> **Arahan Tugas**
1. Menurut berita tentang pemberantasan narkoba di Bali, siapa yang meresmikan patung "Padarakan Rumeksa Gardapati"?
2. Kutip bagian berita tentang pemberantasan narkoba di Bali yang dimulai dengan "Upaya serius demi" dan berlanjut hingga "narkoba hingga keakar-akarnya.".

──────── Kutipan untuk Dibaca

Denpasar (Antaranews Bali) - Aparat penegak hukum di Pulau Bali tidak main-main dalam memberantas segala jenis peredaran narkoba, apalagi kawasan wisata seperti Pulau Dewata memang rentan terhadap kasus narkoba, terutama generasi muda.

Upaya serius demi menyelamatkan generasi muda dan anak bangsa itu dimulai dengan peresmian patung "Padarakan Rumeksa Gardapati" sebagai lambang perlawanan masyarakat Bali dalam memerangi narkoba dan premanisme.

Patung yang diresmikan oleh Kapolda Bali, Irjen Pol. Petrus R. Golose, pada 10 November 2018. Patung itu terlihat berdiri kokoh di sebelah barat Lapangan Niti Mandala, Renon, Denpasar. Itulah tonggak keseriusan jajaran kepolisian bersama BNN dalam menumpas segala penyalahgunaan narkoba hingga keakar-akarnya.

Data  jajaran kepolisian di Bali mencatat setiap tahunnya, penyalahgunaan narkoba yang dapat diringkus terus mengalami peningkatan, karena Tahun 2016 tercatat sebanyak 925 kasus yang ditangani, Tahun 2017 mencapai 872 kasus dan Tahun 2018 mencapai 1.123 kasus.

"Direktorat Narkoba dan Polres hingga Polsek sudah berkomitmen dalam memberantas segala jenis peredaran narkoba. Kita akan habisi hingga keakar-akarnya. Melalui upaya preemtif dan represif, sehingga tidak ada ampun lagi bagi pengedar narkoba di Bali," ujar Wakil Direktur Resnarkoba Polda Bali, AKBP Sudjarwoko.

Pada Januari 2019, jajaran Ditres Narkoba Polda Bali telah mengungkap 83 kasus narkoba yang meresahkan masyarakat di Pulau Dewata, yang pengungkapannya juga turut dibantu jajaran Polres hingga Polsek yang ada di Bali.

"Dari jumlah kasus penyalahgunaan narkoba yang diungkap jajaran Polda Bali itu rata-rata setiap tahunnya meningkat 2-3 persen," kata Sudjarwoko.

────────────────
──────── Informasi yang Ditampilkan

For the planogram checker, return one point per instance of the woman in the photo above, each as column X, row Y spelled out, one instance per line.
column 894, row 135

────────────────

> **Jawaban per Tugas**
1. Patung itu diresmikan oleh Kapolda Bali, Irjen Pol. Petrus R. Golose.

2.
Upaya serius demi menyelamatkan generasi muda dan anak bangsa itu dimulai dengan peresmian patung "Padarakan Rumeksa Gardapati" sebagai lambang perlawanan masyarakat Bali dalam memerangi narkoba dan premanisme.

Patung yang diresmikan oleh Kapolda Bali, Irjen Pol. Petrus R. Golose, pada 10 November 2018. Patung itu terlihat berdiri kokoh di sebelah barat Lapangan Niti Mandala, Renon, Denpasar. Itulah tonggak keseriusan jajaran kepolisian bersama BNN dalam menumpas segala penyalahgunaan narkoba hingga keakar-akarnya.